§ INFORMATION SHOWN:
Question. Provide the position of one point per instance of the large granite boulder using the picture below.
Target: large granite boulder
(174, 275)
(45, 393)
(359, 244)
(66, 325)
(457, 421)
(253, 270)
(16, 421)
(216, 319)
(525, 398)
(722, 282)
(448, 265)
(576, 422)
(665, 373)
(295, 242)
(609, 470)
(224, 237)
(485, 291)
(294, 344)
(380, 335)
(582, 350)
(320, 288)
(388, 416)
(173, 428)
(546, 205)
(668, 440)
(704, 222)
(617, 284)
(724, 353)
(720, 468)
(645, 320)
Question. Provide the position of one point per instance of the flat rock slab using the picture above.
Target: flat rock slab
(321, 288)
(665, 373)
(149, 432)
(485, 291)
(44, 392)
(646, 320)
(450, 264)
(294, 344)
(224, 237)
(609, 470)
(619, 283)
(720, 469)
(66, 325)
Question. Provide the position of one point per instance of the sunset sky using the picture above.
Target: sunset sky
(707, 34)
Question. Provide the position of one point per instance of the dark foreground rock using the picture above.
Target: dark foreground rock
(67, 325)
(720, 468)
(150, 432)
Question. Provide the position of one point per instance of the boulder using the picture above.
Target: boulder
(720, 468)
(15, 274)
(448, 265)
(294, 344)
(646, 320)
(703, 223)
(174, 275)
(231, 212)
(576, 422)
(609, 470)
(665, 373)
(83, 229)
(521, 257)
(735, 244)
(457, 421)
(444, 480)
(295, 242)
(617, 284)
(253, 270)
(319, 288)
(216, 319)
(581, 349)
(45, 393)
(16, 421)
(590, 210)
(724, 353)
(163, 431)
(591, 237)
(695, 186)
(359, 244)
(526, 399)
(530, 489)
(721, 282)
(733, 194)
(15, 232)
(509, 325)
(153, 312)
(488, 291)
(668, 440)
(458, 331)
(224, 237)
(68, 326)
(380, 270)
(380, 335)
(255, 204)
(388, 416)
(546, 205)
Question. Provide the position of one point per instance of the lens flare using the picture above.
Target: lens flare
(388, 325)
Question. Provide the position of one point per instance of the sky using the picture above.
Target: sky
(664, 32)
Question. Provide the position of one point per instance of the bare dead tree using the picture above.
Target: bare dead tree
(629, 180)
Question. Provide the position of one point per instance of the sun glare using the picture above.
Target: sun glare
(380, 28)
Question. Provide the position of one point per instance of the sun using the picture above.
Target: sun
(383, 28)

§ TASK GOAL:
Reproduce all of the entries above word for word, changing nothing.

§ TASK ANSWER:
Question. Provide the position of one point per instance of the large granite boulder using the picture below.
Target: large granite boulder
(174, 275)
(45, 393)
(359, 244)
(66, 325)
(457, 421)
(253, 270)
(16, 421)
(216, 319)
(525, 398)
(722, 282)
(448, 265)
(576, 422)
(665, 373)
(295, 242)
(609, 470)
(224, 237)
(485, 291)
(294, 344)
(380, 335)
(582, 350)
(320, 288)
(388, 416)
(173, 428)
(546, 205)
(668, 440)
(704, 222)
(617, 284)
(724, 353)
(720, 468)
(645, 320)
Question. Provide the position of one point per instance of the flat rock slab using the picture above.
Target: flat rock slab
(321, 288)
(665, 373)
(149, 432)
(485, 291)
(44, 392)
(646, 320)
(450, 264)
(294, 344)
(224, 237)
(609, 470)
(619, 283)
(720, 469)
(66, 325)
Question. Provide the position of one point per instance of the sunset sky using the picture above.
Target: sunset sky
(707, 34)
Question. Provide the position of one point per instance of the dark foreground rock using the picture above.
Target: dark foreground rock
(67, 325)
(720, 468)
(150, 432)
Question. Provide the position of one point per instance of the boulder using the picture above.
Target: boulder
(720, 468)
(15, 274)
(448, 265)
(294, 344)
(646, 320)
(703, 223)
(174, 275)
(231, 212)
(576, 422)
(609, 470)
(665, 373)
(83, 229)
(521, 257)
(735, 244)
(457, 421)
(444, 480)
(295, 242)
(617, 284)
(253, 270)
(319, 288)
(216, 319)
(581, 349)
(45, 393)
(16, 421)
(590, 210)
(724, 353)
(163, 431)
(591, 237)
(695, 186)
(359, 244)
(526, 399)
(530, 489)
(721, 282)
(733, 194)
(15, 232)
(509, 325)
(153, 312)
(488, 291)
(668, 440)
(458, 331)
(224, 237)
(68, 326)
(380, 270)
(380, 335)
(255, 204)
(388, 416)
(546, 205)
Question. Provide the position of one point per instance of the lens flare using the picture above.
Target: lens flare
(388, 325)
Question. Provide the position of one point per instance of the sky using the picture above.
Target: sky
(664, 32)
Question. Provide the position of one point per instance of the bare dead tree using the picture above.
Target: bare dead tree
(629, 180)
Question. Provide the position of one point per instance of the sun glare using the picture above.
Target: sun glare
(380, 28)
Question. Provide the position of one point per instance of the sun using the picture above.
Target: sun
(383, 28)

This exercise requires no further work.